◆ Short task ◆
Can you format the entries below as a numbered list, with blank lines dropped and the pictures left out?

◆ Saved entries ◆

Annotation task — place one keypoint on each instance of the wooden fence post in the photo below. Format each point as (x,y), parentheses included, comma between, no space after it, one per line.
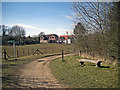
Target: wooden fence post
(32,51)
(79,52)
(28,51)
(23,53)
(62,56)
(45,50)
(5,54)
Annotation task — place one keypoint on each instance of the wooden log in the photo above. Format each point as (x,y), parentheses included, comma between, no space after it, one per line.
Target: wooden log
(91,61)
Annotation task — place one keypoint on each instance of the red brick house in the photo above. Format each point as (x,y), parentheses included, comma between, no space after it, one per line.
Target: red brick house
(51,38)
(67,39)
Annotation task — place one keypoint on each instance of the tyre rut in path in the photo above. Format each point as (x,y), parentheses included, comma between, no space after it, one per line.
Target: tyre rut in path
(36,74)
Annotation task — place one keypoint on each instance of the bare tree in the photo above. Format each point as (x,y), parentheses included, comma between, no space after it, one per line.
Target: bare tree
(93,15)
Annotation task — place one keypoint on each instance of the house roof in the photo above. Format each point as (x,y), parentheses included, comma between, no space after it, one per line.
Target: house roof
(66,36)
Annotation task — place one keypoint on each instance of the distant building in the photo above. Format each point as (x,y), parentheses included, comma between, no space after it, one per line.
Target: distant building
(68,39)
(51,38)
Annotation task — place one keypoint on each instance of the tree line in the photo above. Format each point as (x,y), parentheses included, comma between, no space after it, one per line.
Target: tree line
(17,33)
(97,28)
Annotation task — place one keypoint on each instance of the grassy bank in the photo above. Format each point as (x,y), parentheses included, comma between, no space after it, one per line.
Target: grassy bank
(27,50)
(10,67)
(71,74)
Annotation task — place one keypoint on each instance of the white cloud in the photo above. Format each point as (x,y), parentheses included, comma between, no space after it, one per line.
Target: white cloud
(69,17)
(26,26)
(73,24)
(32,30)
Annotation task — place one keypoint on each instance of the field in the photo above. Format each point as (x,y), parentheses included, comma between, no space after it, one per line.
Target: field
(27,50)
(10,67)
(71,74)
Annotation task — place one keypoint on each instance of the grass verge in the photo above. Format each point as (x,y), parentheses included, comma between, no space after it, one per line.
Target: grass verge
(72,75)
(10,69)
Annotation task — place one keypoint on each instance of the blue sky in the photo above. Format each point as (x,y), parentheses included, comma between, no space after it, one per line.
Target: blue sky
(35,17)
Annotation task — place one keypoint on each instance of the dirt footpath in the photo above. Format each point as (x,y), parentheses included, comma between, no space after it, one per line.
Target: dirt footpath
(36,74)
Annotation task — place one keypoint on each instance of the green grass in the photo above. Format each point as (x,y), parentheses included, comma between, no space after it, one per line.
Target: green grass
(72,75)
(44,48)
(10,69)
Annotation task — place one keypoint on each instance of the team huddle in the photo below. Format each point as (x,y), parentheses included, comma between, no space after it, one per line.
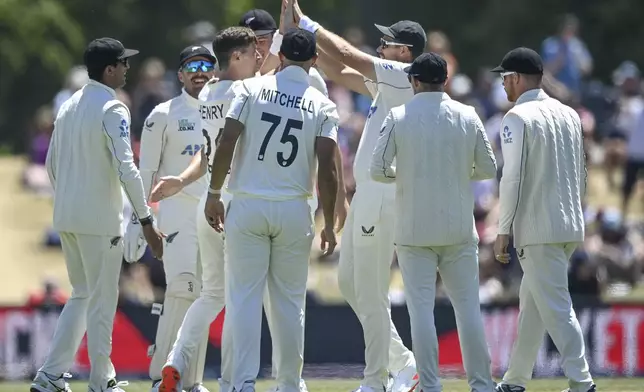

◆ Solution for this exercise ◆
1. Annotation task — place one keypoint on each instance of the wooden fence post in the photo below. Format each point as (x,y), parentheses included, comma between, no space after it, one per line.
2. Target: wooden fence post
3. (32,51)
4. (79,52)
5. (28,51)
6. (23,53)
7. (62,56)
8. (45,50)
9. (5,54)
10. Annotation task — place one keypoint on each instance of the wooden log in the photo above. Format each point as (x,y), parentheses included, comma between, no space after it, one per line.
11. Target: wooden log
12. (91,61)
13. Annotation task — place one keypoint on each instance of the red brick house in the photo above. Format each point as (x,y), parentheses included, comma between, no space after it, one per line.
14. Target: red brick house
15. (51,38)
16. (67,39)
17. Annotation task — place one keypoint on each instance of the tyre rut in path in the photo above. Format each point as (x,y), parentheses included, comma between, no space after it, one per line.
18. Target: tyre rut in path
19. (36,74)
20. Annotation task — place one keypoint on each instance of the bare tree in the photo above. Format each point as (x,y), parentheses included, comma between, no space after it, one per line.
21. Target: bare tree
22. (93,15)
23. Annotation task — place one keypoint on each instance of the house roof in the photo above. Format each point as (x,y), parentheses included, comma between, no space after it, one per line.
24. Target: house roof
25. (66,36)
26. Annotation task — place one keypoint on each instance of the distant building in the photo above. Format each point as (x,y), parentheses included, comma between, no space after it, one per line.
27. Target: distant building
28. (68,39)
29. (51,38)
30. Annotation task — place one keypoint on each instance of the tree line in the photo above. Format each point as (x,y), parentheses included, comma between, no space after it, one per line.
31. Target: tree line
32. (17,33)
33. (97,28)
34. Annotation task — place one keypoint on each instance of the grassy bank in the photo above. Format each point as (x,y), parentheses included, comma between, no space after it, one per line.
35. Target: grassy bank
36. (27,50)
37. (10,67)
38. (71,74)
39. Annotation task — place one keypoint on each instance of the white cloud in the photo above. Format each point as (x,y), parentheses included, comma between, no space after it, one per line.
40. Target: white cloud
41. (69,17)
42. (26,26)
43. (73,24)
44. (32,30)
45. Annotation task — place one keypoint on each instance of the field in the photo above. Format each point as (x,y), parentheses included, comma between, no space after it, one per line.
46. Target: field
47. (27,50)
48. (10,67)
49. (71,74)
50. Annotation task — place one keypoint on each instance of the grass verge in the photo above. Format each point as (x,y), parentheses included, comma between, no space after it, one per line.
51. Target: grass verge
52. (72,75)
53. (10,69)
54. Annotation task — place one keypoint on each instance of the blue sky in the photo above. Format each point as (x,y), parentheses included, comma between, no space after it, one per line.
55. Target: blue sky
56. (35,17)
57. Annotation task — place one keypoint on each instance of the dirt footpath in the photo above. Format each point as (x,y), parentheses included, comma between, no space after it, one per line.
58. Target: dirt footpath
59. (36,74)
60. Annotation task — place one keypoint on each instance of the green grass in the photo above. Format each point as (x,y), parentheses included, comma between, no space after it, one per line.
61. Target: green grass
62. (72,75)
63. (44,48)
64. (10,69)
65. Annotation task — place one keypoint on each instance of the team huddle in the photo below. Format each point as (x,y), parentheses included, comma between, no space after it, one per line.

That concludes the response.